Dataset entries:

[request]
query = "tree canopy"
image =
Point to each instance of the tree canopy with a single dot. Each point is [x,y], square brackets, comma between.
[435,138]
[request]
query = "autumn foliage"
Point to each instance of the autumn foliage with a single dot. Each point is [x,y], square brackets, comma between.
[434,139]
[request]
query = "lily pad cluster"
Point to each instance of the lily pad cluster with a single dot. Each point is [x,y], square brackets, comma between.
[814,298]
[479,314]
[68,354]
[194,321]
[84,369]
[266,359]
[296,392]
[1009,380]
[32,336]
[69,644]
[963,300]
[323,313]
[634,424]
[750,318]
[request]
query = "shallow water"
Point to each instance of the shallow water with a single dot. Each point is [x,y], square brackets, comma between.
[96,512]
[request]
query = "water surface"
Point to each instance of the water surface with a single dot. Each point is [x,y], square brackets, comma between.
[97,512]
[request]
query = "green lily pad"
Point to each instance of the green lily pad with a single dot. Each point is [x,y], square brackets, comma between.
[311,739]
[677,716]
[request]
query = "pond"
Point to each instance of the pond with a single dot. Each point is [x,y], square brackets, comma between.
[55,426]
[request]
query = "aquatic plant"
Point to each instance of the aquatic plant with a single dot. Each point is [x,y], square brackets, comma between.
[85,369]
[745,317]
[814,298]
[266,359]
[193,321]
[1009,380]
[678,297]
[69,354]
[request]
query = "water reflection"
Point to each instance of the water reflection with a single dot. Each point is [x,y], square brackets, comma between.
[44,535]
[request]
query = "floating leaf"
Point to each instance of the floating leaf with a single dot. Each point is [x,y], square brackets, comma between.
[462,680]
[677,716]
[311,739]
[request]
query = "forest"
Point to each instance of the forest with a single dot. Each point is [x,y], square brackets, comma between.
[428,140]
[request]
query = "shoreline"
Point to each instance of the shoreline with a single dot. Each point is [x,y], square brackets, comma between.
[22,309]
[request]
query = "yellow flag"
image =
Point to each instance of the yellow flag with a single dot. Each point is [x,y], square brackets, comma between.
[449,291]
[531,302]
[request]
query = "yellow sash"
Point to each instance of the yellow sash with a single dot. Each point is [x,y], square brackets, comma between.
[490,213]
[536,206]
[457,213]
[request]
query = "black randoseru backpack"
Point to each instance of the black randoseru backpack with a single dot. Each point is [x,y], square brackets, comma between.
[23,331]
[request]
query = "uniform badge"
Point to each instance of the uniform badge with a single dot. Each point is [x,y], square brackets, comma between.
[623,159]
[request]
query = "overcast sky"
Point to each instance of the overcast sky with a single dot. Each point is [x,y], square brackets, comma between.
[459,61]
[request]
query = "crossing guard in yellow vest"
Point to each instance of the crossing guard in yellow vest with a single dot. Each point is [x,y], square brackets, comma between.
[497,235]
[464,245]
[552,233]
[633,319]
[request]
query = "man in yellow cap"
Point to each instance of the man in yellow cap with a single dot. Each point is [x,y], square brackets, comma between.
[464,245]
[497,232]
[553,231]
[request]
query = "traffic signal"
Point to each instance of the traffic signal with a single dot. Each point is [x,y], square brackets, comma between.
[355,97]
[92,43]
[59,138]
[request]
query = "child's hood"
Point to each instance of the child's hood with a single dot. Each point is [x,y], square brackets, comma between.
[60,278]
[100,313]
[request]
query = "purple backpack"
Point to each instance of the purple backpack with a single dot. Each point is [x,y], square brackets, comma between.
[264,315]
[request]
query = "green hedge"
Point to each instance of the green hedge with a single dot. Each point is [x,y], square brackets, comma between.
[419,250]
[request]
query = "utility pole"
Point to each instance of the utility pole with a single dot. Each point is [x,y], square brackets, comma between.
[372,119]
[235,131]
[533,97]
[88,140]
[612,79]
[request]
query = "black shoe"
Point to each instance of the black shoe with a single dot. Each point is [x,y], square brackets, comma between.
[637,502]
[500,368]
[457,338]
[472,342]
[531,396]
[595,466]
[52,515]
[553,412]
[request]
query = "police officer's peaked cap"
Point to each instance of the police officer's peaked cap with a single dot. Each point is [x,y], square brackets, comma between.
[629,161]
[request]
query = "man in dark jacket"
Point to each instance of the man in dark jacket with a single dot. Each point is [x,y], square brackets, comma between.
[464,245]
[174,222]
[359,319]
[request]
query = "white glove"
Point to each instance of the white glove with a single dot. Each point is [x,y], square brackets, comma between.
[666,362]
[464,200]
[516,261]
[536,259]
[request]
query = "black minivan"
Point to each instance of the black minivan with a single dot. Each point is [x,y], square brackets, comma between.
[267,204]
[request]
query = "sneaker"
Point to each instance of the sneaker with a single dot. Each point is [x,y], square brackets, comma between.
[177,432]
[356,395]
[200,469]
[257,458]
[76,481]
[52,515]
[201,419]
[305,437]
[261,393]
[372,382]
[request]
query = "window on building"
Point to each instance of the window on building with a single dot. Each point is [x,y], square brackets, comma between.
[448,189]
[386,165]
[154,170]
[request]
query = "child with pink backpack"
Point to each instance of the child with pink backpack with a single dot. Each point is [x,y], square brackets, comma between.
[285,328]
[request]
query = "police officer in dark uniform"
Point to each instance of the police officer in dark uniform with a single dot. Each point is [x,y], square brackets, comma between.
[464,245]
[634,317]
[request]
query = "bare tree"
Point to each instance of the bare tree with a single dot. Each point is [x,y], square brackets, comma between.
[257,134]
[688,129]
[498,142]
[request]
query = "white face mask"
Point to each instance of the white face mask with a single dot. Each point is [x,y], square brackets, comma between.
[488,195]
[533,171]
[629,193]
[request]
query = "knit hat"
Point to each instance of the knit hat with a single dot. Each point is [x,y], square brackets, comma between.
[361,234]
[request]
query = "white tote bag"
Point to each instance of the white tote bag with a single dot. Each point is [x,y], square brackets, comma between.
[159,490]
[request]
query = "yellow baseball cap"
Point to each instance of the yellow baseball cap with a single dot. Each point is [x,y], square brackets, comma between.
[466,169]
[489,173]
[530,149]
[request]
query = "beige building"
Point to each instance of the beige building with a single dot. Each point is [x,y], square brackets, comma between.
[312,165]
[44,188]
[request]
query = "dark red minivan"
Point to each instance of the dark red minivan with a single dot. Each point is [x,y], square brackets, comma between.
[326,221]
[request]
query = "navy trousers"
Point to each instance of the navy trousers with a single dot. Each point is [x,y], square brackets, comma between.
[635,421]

**EXERCISE:** Repeat all of the entries exactly.

**YOUR RESPONSE:**
[request]
query = "tree canopy"
image =
Point to each instance of the tree canopy with a single dot. Each point is [x,y], square brackets, comma between.
[435,138]
[request]
query = "autumn foliage"
Point to each instance of the autumn foliage with a single dot. Each point is [x,y], square brackets, comma between.
[434,139]
[request]
query = "lily pad cluster"
Point to each instance of the lily pad cluster with a single dot. Each point is [x,y], square brackets, comma between.
[814,298]
[479,314]
[68,354]
[194,321]
[84,369]
[266,359]
[296,392]
[1009,380]
[32,336]
[69,644]
[963,300]
[323,313]
[634,424]
[750,318]
[request]
query = "shallow water"
Point to each instance of the shallow water with a single dot. Each point is [x,y], square brackets, comma between.
[96,512]
[request]
query = "water surface"
Point to each instance of the water surface with a single dot. Each point is [x,y], square brackets, comma between.
[97,512]
[request]
query = "green lily pad"
Point to each instance of the green lily pad with a single dot. Each point is [x,y], square brackets, comma between.
[311,739]
[677,716]
[request]
query = "pond"
Point to each instance of the pond with a single dot. Each point is [x,y], square brackets, comma between.
[55,426]
[request]
query = "aquatic plant"
Point to each instance of the aquatic plant with a single dot. Each point is [x,y], square brackets, comma between.
[85,369]
[745,317]
[814,298]
[266,359]
[193,321]
[1009,380]
[678,297]
[69,354]
[request]
query = "water reflection"
Point to each instance of the water reflection with a single dot. Each point is [x,y], square brackets, comma between.
[44,535]
[request]
query = "floating leaf"
Point to each instance of the floating leaf with a single dot. Each point is [x,y], square brackets, comma between.
[462,680]
[677,716]
[311,739]
[request]
query = "forest"
Point to each instance of the forest with a single dot. Each point is [x,y], square brackets, comma between.
[428,140]
[request]
query = "shoreline"
Point to each instance of the shoreline with a single dot. Each point is [x,y], square brackets, comma between.
[22,309]
[request]
query = "yellow flag"
image =
Point to each instance of the yellow flag with a single dot. Each point is [x,y], square brackets, comma between.
[449,291]
[531,302]
[request]
query = "yellow sash"
Point to each instance of the yellow sash with a single dot. Each point is [x,y], square brackets, comma between.
[490,213]
[536,206]
[457,213]
[request]
query = "black randoseru backpack"
Point to each instance of the black randoseru backpack with a single dot. Each point is [x,y], square brackets, comma between.
[23,331]
[request]
query = "uniform badge"
Point to each instance of the uniform badge with a single dot. Each point is [x,y], square brackets, comma between.
[623,159]
[request]
query = "overcast sky"
Point to each instance of the overcast sky with a single dot. Each point is [x,y], square brackets, comma between.
[459,61]
[request]
query = "crossing guard in yellow vest"
Point to each instance of the crossing guard in yellow vest with a single dot. Each point is [x,y], square brackets, comma between.
[497,235]
[464,245]
[552,233]
[633,319]
[request]
query = "man in yellow cap"
Point to each instance of the man in yellow cap with a single dot. Each point is [x,y], square brackets, comma between.
[464,245]
[497,232]
[553,231]
[request]
query = "traffic signal"
Point to each instance of the traffic signal with a single dot. Each point is [x,y], square brackets, comma between.
[355,97]
[92,43]
[59,138]
[request]
query = "child's hood"
Point to each instance of the child's hood with a single dot. Each point is [x,y], square brackets, comma between.
[60,278]
[100,313]
[request]
query = "purple backpack"
Point to each instance of the purple backpack with a single dot. Each point is [x,y], square brackets, comma between.
[264,315]
[request]
query = "green hedge"
Point to each instance of the green hedge with a single dot. Each point is [x,y], square brackets, comma between.
[419,250]
[request]
query = "utility pole"
Point to each instance of the utility pole with a single dot. Each point is [x,y], square brackets, comma between.
[372,119]
[235,131]
[533,97]
[88,140]
[612,79]
[request]
query = "black shoe"
Point to each instance of the black shoe with a single dot. Each point is [x,y], square brackets, comma between.
[637,502]
[500,368]
[457,338]
[472,342]
[531,396]
[595,466]
[52,515]
[553,412]
[request]
query = "police officer's peaked cap"
Point to each instance of the police officer's peaked cap with a single dot. Each point is [x,y], square brackets, comma between.
[629,161]
[request]
query = "man in dark jacket"
Point to each instance of the man in dark jacket with a single dot. Each point is [x,y], square brackets, comma between.
[464,245]
[174,222]
[359,319]
[request]
query = "white glove"
Point to each instance of the white glove with a single dot. Each point is [x,y], square brackets, comma between.
[666,362]
[464,200]
[516,261]
[536,259]
[request]
query = "black minivan"
Point to each instance of the black minivan with a single dot. Each point is [x,y], square brackets, comma between.
[267,204]
[request]
query = "sneaker"
Point to each instance of the sneaker with a single dot. Each point is [x,y], square brackets, comma between.
[177,432]
[356,395]
[200,469]
[257,458]
[76,481]
[52,515]
[201,419]
[305,437]
[261,393]
[372,382]
[request]
query = "window on building"
Point to each instance of the window on building with a single dot. Each point is [x,y], square brackets, comma between.
[448,189]
[386,165]
[154,170]
[request]
query = "child with pink backpack"
Point to each instance of the child with pink backpack with a single dot. Each point is [x,y], square brackets, comma between.
[285,328]
[request]
query = "police officer in dark uniform"
Point to each instance of the police officer in dark uniform with a single dot. Each point is [x,y], square brackets, comma between.
[464,245]
[634,317]
[request]
query = "bare tree"
Point to each instance of the bare tree with a single dot. Each point is [x,y], square brackets, comma between.
[257,134]
[688,129]
[498,142]
[request]
query = "white face mask"
Point to each instance of the white face mask with a single dot. Each point is [x,y], square brackets, comma between.
[488,195]
[533,171]
[629,193]
[request]
query = "knit hat"
Point to each instance of the knit hat with a single dot. Each point is [x,y], square brackets, comma between.
[361,234]
[request]
query = "white tote bag"
Point to each instance of the white tote bag with a single dot. Each point is [x,y], square brackets, comma between.
[159,490]
[request]
query = "yellow baseball cap"
Point to each instance of the yellow baseball cap with a single dot. Each point is [x,y], square brackets, comma between.
[466,169]
[489,173]
[530,149]
[request]
query = "beige building"
Point to each instance of the beige building with a single dot. Each point is [x,y], square brackets, comma between.
[312,165]
[44,188]
[request]
query = "dark red minivan"
Point to each instance of the dark red minivan with a single dot. Each point is [x,y], square brackets, comma between.
[326,221]
[request]
query = "navy trousers"
Point to each instance of the navy trousers with a single dot. Each point is [x,y], square brackets, comma between.
[635,421]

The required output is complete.